Aim of the exercise: Reproduce the entries below character for character.

Supplied material:
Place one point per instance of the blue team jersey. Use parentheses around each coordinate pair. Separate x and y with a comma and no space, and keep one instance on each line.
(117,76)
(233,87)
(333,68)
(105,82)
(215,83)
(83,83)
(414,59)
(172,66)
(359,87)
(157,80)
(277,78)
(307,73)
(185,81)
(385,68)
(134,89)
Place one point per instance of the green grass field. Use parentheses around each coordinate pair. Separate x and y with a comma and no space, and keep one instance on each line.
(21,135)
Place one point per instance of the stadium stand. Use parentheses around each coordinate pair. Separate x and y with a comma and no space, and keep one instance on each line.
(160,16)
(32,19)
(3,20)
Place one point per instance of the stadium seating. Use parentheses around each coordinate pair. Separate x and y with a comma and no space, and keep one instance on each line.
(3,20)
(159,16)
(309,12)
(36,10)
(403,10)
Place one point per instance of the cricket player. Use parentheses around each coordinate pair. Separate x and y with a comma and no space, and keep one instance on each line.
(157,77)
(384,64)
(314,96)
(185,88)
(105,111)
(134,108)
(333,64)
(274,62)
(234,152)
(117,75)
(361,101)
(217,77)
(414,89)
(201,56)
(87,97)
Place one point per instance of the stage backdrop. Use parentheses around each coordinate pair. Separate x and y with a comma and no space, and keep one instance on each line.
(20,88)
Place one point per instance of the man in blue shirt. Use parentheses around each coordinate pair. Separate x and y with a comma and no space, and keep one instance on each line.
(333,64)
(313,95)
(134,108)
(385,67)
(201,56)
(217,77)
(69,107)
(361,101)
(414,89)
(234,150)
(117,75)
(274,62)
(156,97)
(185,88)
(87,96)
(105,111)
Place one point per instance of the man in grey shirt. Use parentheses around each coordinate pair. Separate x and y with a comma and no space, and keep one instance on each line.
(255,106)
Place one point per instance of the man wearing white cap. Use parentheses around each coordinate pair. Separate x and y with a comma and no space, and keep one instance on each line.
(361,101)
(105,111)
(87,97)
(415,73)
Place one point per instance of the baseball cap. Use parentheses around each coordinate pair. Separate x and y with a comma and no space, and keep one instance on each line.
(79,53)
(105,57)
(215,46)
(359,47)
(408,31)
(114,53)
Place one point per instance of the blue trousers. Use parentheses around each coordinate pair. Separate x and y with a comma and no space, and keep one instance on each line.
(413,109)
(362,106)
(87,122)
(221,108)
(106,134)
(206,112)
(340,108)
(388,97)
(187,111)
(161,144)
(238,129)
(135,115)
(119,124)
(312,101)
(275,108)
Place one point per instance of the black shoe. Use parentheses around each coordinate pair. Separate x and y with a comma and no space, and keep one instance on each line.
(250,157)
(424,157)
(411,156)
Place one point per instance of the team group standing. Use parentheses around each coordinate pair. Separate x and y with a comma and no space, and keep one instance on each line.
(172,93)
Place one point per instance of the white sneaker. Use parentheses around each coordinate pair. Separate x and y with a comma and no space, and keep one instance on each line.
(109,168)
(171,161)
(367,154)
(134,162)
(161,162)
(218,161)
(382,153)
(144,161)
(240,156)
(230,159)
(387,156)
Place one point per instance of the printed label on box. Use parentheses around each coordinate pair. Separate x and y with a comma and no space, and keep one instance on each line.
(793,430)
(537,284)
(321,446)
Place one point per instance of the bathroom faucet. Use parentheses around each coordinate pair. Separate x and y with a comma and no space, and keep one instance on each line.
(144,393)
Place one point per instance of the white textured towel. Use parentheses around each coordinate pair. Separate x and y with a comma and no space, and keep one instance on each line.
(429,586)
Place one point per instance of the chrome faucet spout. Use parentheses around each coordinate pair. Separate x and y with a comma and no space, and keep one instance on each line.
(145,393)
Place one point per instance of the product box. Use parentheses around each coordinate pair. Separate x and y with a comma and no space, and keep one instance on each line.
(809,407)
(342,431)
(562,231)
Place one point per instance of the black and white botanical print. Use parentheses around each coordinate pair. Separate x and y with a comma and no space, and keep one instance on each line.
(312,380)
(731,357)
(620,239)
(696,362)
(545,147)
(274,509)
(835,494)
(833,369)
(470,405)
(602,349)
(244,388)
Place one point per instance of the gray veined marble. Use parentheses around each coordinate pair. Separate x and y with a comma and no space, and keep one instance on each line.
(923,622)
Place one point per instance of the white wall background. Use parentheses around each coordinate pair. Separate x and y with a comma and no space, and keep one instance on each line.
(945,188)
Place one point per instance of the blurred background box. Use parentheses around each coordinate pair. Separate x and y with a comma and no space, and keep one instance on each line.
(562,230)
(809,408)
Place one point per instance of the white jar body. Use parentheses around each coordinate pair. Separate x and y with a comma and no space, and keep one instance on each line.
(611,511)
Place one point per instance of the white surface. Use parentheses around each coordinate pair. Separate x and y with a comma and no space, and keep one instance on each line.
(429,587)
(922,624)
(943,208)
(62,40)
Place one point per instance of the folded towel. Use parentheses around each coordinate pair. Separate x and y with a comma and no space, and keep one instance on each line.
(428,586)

Task solution:
Place one point per instance of the blue team jersey. Use parentheses around each coordinate pair. Separate x and y with a comma and no space, and keep one instance on each line.
(117,76)
(233,87)
(333,68)
(105,82)
(215,83)
(83,83)
(414,59)
(172,66)
(359,87)
(157,80)
(277,78)
(307,73)
(185,81)
(385,68)
(134,89)
Place one point per instance of the green grass field. Use parentheses around each coordinate pair. Separate x and y with a comma and no space, and keep one instance on each line.
(21,135)
Place one point per instance of the stadium stand. Use parentheses around each coordinate pair. Separate x and y with a comma and no space, and keep one instance on each line.
(160,16)
(32,19)
(3,20)
Place one point per instance of the stadium seating. Use parentheses around each coordinate pair. Separate x and y with a comma and no space, and keep one instance on each line.
(3,20)
(159,16)
(309,12)
(36,10)
(403,10)
Place one point per instance of the cricket player. Use parentheses around each coordinate pair. Separate x and y with a comma and no space, and keep one instance on each line.
(157,77)
(384,64)
(314,96)
(185,88)
(105,111)
(134,108)
(333,64)
(274,62)
(234,152)
(117,75)
(361,101)
(217,77)
(414,89)
(201,56)
(87,97)
Place one point per instance of the stage backdrop. Use parentheses around each coordinate pair. Separate x and y with a comma and no space, and keep one instance on each line.
(20,88)
Place one point per instance of the man in blue shirt. Use parentheses around each coordinate pair. Separate x and y with a comma and no space, and keep one instance on each line.
(333,64)
(313,95)
(134,108)
(385,67)
(201,56)
(217,77)
(69,107)
(361,101)
(414,89)
(234,150)
(117,75)
(274,62)
(156,97)
(185,88)
(87,96)
(105,111)
Place one point per instance of the man in grey shirt. Use parentheses around each coordinate pair. Separate x and y with a comma and no space, and keep one instance on each line.
(255,106)
Place one point per instance of the man wearing white cap. Use parentheses around each coordinate pair. Separate x and y with a comma and no space, and keep one instance on each line.
(361,101)
(105,111)
(87,97)
(415,73)
Place one point per instance of the baseball cap. Use parentheses around each coordinate pair. Separate x and y with a comma and no space, and keep one instance on each line.
(79,53)
(105,57)
(215,46)
(359,47)
(408,31)
(114,53)
Place one point per instance of the blue trousers. Use parentheses around each coordinate pair. Separate x and y with a comma and no space, and keep one instance on each line.
(413,109)
(362,106)
(87,122)
(221,108)
(106,134)
(206,112)
(340,108)
(388,97)
(187,111)
(161,144)
(238,129)
(135,115)
(119,124)
(312,101)
(275,108)
Place one point per instance of the black shoe. Use parentheses around each coordinate pair. Separate x and y with a comma and no space, and keep one instance on each line.
(250,157)
(424,157)
(411,156)
Place one point per instance of the team group standing. Use parentheses around each coordinate pair. Separate x and y with a comma and no space, and keep one instance on each line.
(172,93)
Place one point per instance of the white sneaker. Use parentheses around each coordinate pair. Separate x and y with a comma and no space, and keep one instance on each line.
(109,168)
(171,161)
(367,154)
(134,162)
(161,162)
(218,161)
(382,153)
(144,161)
(240,156)
(230,159)
(387,156)
Place one point per instance of the printed label on box. Use parentheses around each coordinate pair. Separate x and y with a comma and no space, and keep one instance on each line.
(793,430)
(537,284)
(321,446)
Place one point per instance of the bathroom faucet. Use parentheses around each coordinate pair. Separate x and y with a comma and no space, and keep one instance on each line.
(144,393)
Place one point per instance of the white textured towel. Use parentheses around each coordinate pair. Separate x and y with a comma and no space, and keep one instance on each line.
(429,586)
Place one point per instance of the chrome faucet spout. Use parentheses around each coordinate pair. Separate x and y with a comma and no space, and keep one instance on each line.
(145,393)
Place one point per instance of the product box. Use parentheses around each coordinate pair. Separate x and y with a comma and no space, and keep one instance on each line.
(809,407)
(342,431)
(562,231)
Place one point per instance of the black and white botanical print. Use parentheses around each coordinate pair. Separate x and y with a comma and no space, and keep one instance on each line.
(312,380)
(731,357)
(620,239)
(696,362)
(545,147)
(274,509)
(835,494)
(833,369)
(470,405)
(602,349)
(244,388)
Place one point per instance of the gray veined marble. Use parentheses around each coordinate pair. Separate x and y with a comma and no space, and keep one instance on each line.
(923,622)
Place one point per instance of the white wall background. Use parentheses around each coordinate pair. Separate x and y with a comma and no space, and keep one instance on each line.
(945,188)
Place one point per instance of the blurred background box. Use parentheses around each coordinate pair. Separate x and y with a comma and no space, and keep one instance on each line.
(562,230)
(809,408)
Place one point per instance of the white jar body. Use parentheses around each coordinate pair. Separate x and y with a comma and no space, and keep one instance on each line.
(611,511)
Place one point per instance of the white surface. Use parentheses around each coordinate pair. Separate x and y with a comma and no space, and keep one instance on each line.
(429,587)
(922,624)
(943,208)
(62,40)
Place one point per instance of the folded towel. Use parentheses around each coordinate pair. Separate x and y with a comma and no space, and keep one instance on each line.
(428,586)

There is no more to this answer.